## EXERCISE AIM
Look below. Copy each line that has "hand" in it.
━━━━━━━━━━
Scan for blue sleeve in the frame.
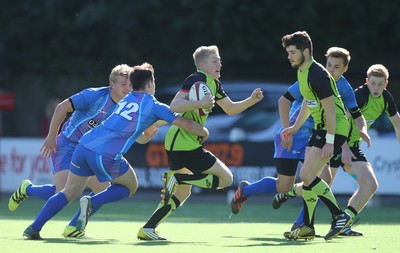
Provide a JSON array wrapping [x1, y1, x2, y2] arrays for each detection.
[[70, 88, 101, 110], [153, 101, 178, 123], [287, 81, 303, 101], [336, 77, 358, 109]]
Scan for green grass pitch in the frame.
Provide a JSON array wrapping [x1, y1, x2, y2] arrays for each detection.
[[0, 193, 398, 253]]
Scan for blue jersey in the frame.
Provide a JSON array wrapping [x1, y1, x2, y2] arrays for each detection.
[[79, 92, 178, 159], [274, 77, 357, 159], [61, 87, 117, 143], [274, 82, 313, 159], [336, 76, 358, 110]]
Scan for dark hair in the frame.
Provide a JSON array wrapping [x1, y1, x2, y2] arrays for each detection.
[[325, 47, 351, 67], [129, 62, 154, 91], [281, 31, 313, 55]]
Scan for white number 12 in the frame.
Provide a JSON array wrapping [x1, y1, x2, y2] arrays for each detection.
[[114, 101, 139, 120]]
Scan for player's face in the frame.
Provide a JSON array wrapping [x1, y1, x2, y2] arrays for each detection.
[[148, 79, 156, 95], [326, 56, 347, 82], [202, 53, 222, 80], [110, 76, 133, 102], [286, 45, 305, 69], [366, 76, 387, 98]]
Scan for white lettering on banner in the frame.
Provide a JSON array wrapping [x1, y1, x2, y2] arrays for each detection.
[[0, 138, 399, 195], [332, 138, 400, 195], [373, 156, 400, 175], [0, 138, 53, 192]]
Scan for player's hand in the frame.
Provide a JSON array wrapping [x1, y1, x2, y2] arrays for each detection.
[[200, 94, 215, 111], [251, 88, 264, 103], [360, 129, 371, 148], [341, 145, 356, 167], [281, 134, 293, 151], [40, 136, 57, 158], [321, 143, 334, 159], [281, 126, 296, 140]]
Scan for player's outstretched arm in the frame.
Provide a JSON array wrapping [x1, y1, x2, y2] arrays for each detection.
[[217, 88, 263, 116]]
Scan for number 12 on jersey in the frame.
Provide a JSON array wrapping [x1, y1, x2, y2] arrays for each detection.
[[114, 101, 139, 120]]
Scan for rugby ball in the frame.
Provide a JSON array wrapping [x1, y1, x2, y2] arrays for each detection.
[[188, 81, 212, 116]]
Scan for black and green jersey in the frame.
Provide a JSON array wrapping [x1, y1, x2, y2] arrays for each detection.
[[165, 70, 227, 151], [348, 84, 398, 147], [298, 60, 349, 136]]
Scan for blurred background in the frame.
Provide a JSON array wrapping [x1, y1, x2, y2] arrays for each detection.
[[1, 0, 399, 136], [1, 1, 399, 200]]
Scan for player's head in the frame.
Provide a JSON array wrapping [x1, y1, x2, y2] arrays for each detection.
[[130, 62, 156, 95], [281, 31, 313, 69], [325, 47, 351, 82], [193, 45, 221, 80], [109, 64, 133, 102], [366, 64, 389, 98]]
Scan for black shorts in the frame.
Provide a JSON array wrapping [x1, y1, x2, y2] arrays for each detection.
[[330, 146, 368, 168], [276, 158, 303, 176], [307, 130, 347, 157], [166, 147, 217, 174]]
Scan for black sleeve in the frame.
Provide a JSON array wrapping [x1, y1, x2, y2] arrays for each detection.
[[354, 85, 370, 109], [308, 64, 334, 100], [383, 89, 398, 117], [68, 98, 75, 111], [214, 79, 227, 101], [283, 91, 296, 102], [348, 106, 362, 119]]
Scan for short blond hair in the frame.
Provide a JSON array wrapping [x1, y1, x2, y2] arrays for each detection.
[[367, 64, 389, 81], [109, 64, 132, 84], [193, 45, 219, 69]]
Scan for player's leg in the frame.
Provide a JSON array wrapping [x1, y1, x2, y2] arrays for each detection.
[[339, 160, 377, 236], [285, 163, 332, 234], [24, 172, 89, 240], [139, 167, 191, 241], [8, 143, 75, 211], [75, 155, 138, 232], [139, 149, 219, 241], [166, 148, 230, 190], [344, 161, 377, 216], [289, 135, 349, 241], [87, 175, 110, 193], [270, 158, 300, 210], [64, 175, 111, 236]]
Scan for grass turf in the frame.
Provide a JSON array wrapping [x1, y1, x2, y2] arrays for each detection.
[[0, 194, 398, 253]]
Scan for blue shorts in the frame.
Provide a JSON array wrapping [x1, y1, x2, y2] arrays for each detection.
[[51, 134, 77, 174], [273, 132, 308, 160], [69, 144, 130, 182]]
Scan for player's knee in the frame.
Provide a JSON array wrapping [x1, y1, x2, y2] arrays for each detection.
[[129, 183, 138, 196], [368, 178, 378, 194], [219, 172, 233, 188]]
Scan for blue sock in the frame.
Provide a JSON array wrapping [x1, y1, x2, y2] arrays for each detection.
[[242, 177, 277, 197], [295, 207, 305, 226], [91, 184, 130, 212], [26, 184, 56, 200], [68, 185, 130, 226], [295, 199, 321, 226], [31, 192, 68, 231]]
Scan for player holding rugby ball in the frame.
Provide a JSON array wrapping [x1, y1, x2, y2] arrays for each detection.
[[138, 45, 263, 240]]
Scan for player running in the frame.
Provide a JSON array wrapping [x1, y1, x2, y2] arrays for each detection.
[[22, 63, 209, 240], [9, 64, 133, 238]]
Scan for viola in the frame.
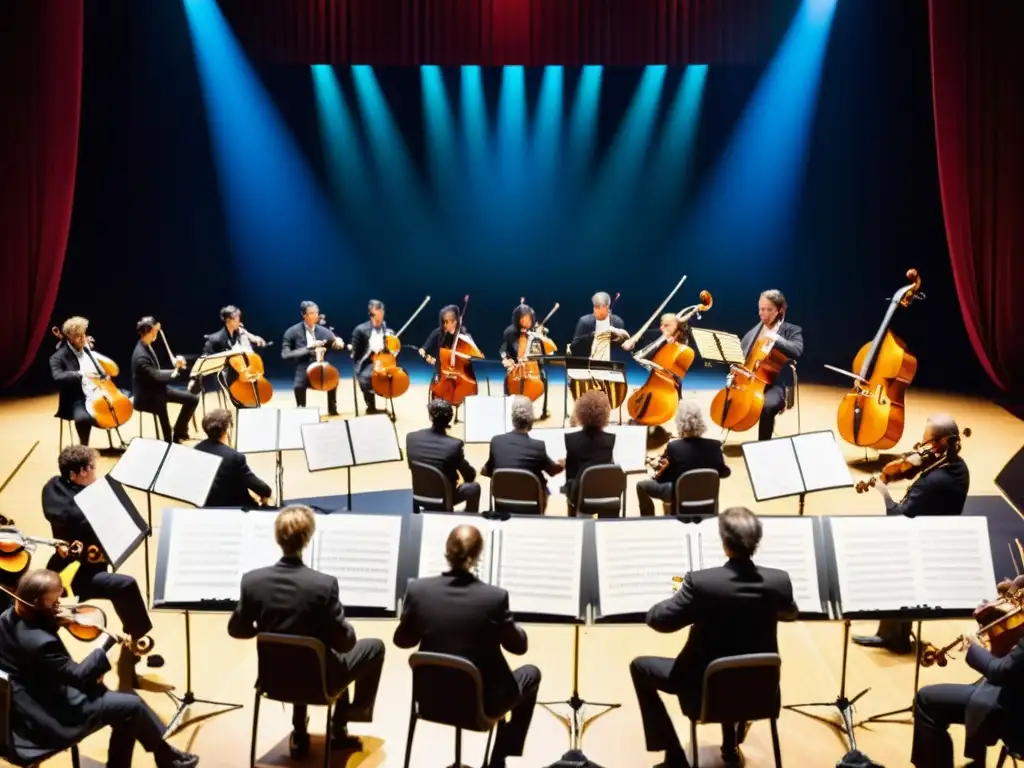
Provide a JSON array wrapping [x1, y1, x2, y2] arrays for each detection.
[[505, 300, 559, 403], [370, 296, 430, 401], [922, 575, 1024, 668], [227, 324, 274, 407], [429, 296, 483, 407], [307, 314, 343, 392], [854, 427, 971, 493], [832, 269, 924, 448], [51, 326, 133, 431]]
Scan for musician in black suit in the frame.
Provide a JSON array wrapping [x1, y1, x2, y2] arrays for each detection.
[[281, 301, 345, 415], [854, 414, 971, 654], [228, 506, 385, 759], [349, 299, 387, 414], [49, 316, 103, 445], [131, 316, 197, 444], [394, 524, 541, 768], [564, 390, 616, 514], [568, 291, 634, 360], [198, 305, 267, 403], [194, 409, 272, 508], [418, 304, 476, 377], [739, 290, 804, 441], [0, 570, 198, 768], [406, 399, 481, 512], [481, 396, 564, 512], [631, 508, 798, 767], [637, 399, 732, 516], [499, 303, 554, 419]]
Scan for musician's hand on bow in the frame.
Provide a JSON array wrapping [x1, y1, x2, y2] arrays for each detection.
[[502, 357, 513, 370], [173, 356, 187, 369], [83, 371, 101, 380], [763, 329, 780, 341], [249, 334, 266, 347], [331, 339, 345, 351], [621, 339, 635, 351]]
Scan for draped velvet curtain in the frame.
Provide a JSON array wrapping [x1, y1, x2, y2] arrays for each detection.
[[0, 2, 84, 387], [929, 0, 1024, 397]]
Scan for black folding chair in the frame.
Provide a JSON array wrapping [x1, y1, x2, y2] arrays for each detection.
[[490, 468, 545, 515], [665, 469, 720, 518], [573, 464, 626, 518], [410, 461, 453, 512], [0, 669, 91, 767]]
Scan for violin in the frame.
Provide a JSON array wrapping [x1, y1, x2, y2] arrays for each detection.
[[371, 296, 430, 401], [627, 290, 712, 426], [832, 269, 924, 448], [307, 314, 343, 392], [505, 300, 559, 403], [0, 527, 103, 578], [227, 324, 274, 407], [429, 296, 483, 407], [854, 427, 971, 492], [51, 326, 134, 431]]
━━━━━━━━━━
## COMPLETED TASK
Scan for player's hand in the frame.
Scan for musician's hand on bow in the frame.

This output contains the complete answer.